(Your task)
From the line containing "the wood plank" down to the last line of the records below, copy every line exactly. Leave out everything before it.

(Records contained in a dataset)

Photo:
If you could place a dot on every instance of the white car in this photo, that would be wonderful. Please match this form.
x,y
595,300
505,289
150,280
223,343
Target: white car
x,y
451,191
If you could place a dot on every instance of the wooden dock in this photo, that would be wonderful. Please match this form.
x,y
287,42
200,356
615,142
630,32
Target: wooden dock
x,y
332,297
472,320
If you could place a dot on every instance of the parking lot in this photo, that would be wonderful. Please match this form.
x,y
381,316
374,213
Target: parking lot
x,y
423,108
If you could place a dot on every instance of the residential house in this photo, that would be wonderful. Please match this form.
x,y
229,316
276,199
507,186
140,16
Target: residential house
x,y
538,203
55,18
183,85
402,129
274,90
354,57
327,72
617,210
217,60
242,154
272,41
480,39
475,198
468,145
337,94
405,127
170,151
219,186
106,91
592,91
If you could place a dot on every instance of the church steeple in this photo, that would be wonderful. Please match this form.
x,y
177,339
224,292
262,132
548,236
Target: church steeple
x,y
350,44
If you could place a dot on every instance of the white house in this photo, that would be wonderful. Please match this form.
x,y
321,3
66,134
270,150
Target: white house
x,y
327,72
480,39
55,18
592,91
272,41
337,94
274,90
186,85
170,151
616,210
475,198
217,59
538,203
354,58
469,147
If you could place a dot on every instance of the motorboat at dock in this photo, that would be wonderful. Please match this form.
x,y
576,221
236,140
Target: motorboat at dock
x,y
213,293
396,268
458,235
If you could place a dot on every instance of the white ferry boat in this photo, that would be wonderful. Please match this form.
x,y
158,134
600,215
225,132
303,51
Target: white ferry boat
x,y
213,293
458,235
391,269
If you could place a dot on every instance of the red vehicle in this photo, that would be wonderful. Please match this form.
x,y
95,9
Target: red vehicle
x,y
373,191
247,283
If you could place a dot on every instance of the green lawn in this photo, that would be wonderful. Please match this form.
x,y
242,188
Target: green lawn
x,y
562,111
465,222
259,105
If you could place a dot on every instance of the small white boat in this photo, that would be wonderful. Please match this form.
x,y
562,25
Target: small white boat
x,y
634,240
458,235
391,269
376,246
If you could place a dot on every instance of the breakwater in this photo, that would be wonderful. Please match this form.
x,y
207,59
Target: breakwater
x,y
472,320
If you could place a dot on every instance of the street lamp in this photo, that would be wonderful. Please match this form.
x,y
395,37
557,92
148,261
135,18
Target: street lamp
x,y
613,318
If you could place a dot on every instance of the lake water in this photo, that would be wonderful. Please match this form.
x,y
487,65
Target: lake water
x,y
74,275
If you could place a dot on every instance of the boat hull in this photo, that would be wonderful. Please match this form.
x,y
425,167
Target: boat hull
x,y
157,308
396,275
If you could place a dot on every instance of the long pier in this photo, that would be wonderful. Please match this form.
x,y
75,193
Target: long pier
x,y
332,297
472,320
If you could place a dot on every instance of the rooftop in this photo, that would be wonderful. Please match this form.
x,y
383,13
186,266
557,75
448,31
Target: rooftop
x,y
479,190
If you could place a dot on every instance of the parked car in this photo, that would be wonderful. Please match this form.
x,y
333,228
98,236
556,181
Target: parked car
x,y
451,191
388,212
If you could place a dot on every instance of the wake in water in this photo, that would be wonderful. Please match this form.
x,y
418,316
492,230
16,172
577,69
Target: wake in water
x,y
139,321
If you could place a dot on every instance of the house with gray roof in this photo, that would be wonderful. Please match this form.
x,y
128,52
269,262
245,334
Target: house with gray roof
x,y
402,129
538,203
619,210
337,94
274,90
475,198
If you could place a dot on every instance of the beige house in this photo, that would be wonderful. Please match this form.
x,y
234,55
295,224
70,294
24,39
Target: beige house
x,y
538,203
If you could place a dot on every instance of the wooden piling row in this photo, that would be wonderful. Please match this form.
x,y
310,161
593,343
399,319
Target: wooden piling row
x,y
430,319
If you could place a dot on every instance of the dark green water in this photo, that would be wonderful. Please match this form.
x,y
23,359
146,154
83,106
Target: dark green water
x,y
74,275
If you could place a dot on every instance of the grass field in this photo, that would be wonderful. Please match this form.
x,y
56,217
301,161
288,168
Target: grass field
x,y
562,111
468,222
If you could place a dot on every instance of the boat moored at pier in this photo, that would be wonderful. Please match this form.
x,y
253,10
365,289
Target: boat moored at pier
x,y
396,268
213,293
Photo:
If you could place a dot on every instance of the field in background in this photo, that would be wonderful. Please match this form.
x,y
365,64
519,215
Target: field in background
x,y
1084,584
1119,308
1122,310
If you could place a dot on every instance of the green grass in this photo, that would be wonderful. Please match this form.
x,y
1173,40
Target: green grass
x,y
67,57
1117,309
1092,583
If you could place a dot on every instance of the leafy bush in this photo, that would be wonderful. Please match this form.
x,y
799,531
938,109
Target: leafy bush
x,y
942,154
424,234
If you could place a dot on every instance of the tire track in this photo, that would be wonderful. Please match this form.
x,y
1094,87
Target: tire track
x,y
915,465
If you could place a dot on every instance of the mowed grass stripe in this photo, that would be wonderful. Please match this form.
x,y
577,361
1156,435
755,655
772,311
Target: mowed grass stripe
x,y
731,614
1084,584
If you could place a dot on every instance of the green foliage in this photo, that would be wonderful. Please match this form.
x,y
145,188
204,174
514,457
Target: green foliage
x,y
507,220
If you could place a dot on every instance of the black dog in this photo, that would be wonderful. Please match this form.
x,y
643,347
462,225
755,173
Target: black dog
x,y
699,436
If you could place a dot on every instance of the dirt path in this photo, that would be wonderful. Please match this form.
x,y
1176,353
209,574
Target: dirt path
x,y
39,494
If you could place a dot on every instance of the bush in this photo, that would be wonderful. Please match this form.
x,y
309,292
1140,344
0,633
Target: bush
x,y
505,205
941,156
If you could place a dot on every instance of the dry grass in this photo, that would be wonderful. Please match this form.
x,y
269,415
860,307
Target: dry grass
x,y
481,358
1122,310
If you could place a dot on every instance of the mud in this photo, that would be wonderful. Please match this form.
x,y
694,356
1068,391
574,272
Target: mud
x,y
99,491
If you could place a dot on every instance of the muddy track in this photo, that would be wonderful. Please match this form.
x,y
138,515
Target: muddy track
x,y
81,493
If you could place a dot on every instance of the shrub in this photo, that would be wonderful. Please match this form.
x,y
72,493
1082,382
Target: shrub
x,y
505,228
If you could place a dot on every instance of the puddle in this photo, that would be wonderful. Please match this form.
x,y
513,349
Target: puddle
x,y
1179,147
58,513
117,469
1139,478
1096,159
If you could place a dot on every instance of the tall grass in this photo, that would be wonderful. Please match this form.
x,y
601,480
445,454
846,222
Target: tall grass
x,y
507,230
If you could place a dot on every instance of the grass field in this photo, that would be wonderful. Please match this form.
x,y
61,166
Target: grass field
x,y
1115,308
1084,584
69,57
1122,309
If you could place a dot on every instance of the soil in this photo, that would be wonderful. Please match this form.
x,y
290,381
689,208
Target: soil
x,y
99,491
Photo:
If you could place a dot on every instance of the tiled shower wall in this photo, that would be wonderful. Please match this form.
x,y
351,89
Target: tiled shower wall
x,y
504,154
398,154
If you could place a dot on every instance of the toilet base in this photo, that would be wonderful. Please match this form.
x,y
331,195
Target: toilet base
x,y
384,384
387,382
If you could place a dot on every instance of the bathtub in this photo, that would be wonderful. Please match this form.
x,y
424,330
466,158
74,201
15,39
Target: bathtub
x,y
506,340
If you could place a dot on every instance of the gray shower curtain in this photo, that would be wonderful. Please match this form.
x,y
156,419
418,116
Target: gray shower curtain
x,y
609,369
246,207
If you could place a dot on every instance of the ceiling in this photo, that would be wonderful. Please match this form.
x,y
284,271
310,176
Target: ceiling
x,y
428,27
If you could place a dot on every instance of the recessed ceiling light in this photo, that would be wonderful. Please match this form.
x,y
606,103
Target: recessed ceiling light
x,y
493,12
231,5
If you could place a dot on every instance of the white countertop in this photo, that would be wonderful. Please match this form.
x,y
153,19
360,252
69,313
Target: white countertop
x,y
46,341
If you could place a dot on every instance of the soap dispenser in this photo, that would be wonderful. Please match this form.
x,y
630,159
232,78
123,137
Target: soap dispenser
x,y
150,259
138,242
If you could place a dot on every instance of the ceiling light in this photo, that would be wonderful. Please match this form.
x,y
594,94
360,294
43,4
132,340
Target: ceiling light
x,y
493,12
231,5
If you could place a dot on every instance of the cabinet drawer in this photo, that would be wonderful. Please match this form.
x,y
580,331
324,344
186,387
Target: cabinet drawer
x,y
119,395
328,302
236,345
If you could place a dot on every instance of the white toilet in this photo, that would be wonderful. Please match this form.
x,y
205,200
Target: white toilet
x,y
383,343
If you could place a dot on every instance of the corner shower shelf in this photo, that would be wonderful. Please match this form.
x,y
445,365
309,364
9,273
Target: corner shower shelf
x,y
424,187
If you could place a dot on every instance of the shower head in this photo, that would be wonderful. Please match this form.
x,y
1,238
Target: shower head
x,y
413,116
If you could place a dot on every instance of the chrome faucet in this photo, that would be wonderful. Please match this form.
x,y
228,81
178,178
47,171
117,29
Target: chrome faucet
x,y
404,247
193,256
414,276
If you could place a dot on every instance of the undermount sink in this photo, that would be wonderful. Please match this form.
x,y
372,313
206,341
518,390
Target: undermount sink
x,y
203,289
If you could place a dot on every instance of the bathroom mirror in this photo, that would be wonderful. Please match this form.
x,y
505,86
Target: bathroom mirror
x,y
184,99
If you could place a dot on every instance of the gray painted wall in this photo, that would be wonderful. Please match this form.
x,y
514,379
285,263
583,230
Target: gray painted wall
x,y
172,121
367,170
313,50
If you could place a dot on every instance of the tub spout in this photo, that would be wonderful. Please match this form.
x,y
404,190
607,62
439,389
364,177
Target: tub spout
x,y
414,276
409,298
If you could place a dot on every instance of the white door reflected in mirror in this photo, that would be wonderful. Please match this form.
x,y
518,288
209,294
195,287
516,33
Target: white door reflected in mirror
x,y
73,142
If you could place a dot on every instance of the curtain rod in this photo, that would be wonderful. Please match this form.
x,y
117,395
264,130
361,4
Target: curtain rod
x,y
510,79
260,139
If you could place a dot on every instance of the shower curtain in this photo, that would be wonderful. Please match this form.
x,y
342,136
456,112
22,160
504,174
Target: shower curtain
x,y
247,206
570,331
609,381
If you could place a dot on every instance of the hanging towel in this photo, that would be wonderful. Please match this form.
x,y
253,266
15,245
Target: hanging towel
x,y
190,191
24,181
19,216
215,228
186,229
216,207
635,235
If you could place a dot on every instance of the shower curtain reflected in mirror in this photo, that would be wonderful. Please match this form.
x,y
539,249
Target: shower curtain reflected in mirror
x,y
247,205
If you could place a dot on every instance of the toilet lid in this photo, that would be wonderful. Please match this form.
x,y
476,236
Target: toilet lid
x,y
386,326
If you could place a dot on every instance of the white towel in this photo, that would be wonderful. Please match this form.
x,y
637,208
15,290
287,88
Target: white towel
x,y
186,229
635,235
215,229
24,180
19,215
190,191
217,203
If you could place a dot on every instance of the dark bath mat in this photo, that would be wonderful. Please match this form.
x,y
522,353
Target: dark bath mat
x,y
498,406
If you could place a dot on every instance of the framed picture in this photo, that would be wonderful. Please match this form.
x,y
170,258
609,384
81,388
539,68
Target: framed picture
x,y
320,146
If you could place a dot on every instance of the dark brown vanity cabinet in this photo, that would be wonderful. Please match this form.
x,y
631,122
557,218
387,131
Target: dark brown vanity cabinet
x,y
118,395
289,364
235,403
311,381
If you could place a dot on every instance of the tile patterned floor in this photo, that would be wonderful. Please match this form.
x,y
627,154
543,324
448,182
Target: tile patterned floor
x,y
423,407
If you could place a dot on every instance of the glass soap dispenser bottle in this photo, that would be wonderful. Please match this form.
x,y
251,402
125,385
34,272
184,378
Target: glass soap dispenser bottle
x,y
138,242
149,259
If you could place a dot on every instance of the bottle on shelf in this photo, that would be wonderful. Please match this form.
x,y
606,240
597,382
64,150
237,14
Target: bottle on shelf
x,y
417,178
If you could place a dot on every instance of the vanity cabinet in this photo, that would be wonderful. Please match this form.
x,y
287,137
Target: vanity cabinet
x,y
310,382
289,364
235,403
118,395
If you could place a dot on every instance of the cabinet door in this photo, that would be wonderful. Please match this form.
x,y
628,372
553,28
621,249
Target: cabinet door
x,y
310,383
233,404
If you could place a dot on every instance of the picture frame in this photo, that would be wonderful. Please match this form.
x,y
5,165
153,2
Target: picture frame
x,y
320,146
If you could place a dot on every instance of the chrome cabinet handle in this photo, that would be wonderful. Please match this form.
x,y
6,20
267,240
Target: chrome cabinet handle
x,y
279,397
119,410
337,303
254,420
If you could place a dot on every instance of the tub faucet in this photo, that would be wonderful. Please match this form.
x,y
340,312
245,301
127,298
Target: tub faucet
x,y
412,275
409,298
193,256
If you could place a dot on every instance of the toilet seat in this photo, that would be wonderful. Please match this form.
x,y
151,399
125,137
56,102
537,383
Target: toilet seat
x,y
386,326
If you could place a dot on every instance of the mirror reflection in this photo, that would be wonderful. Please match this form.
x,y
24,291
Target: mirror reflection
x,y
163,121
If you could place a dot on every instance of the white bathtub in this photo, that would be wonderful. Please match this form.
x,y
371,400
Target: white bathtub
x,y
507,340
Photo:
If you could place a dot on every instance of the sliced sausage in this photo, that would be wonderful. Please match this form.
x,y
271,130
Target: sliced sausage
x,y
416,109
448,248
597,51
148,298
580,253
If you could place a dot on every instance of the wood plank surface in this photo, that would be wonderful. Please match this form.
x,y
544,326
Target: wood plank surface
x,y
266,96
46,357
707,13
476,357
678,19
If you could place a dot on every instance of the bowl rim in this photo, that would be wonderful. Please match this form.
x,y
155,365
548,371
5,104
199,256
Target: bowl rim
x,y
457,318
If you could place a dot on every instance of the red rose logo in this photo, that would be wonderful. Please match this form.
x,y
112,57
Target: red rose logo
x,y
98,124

(Result)
If you could place a dot on every instance of the wood plank surface in this photo, that would be wonderful. Please match this form.
x,y
544,326
Target: wood plank surface
x,y
266,96
46,357
707,13
476,357
678,19
If you could place a dot on every instance of the bowl rim in this photo, that would be wonderful. Please match this form.
x,y
155,365
548,371
5,104
199,256
Target: bowl rim
x,y
457,318
If you could place a dot on every instance of the red rose logo in this photo, that would be wonderful. Please match this form.
x,y
112,57
Target: red rose logo
x,y
98,124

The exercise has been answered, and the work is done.